DIRECTIVE:
Copy out the records from their start through the line containing "Provide the outline of every instance of the pool", inclusive, with "pool water" changed to "pond water" and all else left as it stands.

TASK DATA:
-----
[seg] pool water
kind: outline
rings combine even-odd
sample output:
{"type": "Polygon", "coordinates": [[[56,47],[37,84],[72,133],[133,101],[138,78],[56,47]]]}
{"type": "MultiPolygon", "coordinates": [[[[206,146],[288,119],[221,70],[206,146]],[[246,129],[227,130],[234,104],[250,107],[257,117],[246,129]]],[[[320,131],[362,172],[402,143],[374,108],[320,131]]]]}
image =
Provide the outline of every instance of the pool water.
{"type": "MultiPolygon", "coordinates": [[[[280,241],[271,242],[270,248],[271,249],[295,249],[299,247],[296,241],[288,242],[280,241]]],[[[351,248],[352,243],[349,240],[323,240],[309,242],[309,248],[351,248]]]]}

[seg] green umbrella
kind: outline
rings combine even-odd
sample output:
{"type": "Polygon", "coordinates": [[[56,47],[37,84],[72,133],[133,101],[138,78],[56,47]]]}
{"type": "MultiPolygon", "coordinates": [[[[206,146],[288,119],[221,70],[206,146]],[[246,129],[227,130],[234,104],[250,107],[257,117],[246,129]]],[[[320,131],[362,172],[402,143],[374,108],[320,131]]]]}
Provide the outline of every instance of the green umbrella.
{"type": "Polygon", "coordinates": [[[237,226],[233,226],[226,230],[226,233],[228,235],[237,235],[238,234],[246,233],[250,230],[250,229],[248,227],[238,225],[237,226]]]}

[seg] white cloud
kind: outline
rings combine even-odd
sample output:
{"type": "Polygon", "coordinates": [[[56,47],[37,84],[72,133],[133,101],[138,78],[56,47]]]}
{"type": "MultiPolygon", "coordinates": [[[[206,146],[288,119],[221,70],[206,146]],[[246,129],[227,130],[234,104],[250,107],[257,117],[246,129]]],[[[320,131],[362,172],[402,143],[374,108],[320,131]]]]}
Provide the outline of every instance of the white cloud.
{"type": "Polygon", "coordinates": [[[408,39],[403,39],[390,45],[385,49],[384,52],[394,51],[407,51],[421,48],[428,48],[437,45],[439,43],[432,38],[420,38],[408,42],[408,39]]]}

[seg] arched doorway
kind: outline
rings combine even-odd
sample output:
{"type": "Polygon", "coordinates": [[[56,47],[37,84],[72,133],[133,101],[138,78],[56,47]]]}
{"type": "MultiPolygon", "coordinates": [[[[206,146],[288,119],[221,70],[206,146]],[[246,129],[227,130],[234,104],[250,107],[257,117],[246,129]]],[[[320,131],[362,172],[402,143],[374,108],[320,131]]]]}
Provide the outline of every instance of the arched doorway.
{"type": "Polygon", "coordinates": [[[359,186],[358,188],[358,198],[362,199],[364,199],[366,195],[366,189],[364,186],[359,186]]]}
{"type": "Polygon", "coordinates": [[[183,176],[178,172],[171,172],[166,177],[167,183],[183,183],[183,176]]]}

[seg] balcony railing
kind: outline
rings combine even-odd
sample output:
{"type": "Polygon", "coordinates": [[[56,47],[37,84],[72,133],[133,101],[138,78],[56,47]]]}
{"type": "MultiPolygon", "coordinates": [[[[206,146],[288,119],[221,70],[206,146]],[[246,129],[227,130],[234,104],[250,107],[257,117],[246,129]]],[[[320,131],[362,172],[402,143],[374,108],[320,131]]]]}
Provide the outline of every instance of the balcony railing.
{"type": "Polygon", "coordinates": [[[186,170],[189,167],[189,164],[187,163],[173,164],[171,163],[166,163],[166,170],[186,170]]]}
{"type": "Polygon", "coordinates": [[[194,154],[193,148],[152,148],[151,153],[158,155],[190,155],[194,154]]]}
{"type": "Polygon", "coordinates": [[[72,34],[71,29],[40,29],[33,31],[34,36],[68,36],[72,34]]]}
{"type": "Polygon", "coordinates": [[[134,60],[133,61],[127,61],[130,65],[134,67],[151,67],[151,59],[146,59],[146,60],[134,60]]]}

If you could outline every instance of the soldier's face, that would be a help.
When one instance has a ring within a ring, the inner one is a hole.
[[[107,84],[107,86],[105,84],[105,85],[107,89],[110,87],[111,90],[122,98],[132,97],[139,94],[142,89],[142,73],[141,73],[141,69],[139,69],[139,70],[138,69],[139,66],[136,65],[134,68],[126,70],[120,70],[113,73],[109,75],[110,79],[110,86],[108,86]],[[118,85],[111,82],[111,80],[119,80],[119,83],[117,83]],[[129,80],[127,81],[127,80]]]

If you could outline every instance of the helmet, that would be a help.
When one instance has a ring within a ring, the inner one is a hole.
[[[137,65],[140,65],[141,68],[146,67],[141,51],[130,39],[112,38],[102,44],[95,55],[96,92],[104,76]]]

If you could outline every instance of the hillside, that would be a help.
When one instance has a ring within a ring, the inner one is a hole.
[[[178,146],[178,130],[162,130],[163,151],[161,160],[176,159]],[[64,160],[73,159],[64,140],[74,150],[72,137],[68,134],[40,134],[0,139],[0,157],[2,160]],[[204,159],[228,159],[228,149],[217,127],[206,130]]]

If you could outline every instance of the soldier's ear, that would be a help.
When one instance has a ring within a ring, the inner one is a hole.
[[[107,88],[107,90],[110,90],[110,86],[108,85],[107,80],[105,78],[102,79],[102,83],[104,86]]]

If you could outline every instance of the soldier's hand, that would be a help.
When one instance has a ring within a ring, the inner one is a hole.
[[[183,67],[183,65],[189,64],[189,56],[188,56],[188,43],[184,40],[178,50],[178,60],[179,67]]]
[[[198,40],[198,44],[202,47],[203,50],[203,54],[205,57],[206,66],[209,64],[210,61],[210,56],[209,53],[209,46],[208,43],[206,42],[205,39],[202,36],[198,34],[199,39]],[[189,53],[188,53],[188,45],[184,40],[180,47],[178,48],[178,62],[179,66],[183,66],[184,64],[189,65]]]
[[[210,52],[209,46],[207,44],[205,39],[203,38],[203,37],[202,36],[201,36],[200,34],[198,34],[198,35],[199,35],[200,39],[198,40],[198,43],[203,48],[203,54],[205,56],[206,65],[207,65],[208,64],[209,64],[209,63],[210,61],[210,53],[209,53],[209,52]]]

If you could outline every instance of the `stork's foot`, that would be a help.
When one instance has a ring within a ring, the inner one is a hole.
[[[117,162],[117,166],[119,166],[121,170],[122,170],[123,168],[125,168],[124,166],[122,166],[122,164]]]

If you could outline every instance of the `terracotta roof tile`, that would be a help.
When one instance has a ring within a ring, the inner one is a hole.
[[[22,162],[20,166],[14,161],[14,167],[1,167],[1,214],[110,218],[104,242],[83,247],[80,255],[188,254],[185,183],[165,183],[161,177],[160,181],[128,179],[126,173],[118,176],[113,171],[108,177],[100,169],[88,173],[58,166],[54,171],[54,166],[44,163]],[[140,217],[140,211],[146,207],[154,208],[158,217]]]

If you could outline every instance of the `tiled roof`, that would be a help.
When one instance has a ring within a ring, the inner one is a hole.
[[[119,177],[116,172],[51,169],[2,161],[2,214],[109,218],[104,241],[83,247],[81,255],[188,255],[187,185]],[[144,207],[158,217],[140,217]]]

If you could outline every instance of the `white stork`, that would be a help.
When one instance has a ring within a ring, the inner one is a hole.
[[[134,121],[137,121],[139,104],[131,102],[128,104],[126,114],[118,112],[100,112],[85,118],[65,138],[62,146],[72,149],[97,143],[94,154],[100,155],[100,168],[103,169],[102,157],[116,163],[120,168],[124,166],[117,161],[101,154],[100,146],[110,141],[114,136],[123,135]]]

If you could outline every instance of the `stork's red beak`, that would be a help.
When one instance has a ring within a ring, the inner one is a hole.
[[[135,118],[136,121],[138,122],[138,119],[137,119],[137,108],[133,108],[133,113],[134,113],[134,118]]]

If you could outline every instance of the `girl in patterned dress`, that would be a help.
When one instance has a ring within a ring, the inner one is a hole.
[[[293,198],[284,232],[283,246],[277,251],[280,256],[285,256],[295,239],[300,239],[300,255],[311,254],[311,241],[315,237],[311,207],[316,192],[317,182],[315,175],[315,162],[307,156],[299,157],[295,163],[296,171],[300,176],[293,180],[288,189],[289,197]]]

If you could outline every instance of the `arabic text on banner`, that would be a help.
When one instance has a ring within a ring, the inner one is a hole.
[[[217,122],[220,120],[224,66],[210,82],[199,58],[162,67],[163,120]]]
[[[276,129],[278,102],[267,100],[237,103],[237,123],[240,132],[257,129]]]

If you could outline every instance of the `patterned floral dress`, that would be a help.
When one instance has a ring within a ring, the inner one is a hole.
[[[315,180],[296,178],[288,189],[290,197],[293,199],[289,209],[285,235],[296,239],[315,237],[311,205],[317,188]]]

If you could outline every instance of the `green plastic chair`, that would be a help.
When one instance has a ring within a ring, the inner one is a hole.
-----
COMPLETED EXERCISE:
[seg] pond water
kind: outline
rings combine even-odd
sample output:
{"type": "Polygon", "coordinates": [[[56,47],[37,84],[72,133],[133,101],[138,78],[56,47]]]}
{"type": "MultiPolygon", "coordinates": [[[[206,146],[288,119],[221,70],[206,146]],[[246,129],[227,130],[234,104],[250,107],[257,117],[246,129]]],[[[320,131],[362,172],[402,143],[374,108],[320,131]]]]}
image =
Provide the outline of every instance of the pond water.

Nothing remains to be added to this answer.